*What this task involves*: The answer must be one number: how many lines below contain the word "find".

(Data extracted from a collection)
========================

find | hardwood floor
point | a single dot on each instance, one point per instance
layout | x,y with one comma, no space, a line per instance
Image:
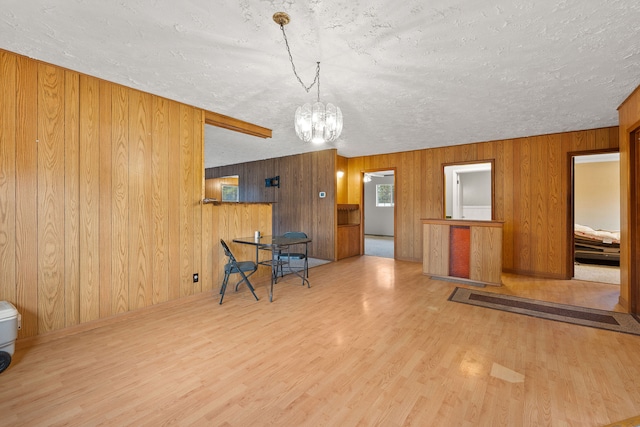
372,342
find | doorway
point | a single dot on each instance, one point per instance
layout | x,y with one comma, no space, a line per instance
595,202
378,201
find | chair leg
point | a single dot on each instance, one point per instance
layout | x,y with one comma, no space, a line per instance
223,288
249,285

========================

*Reply to the exercise*: 3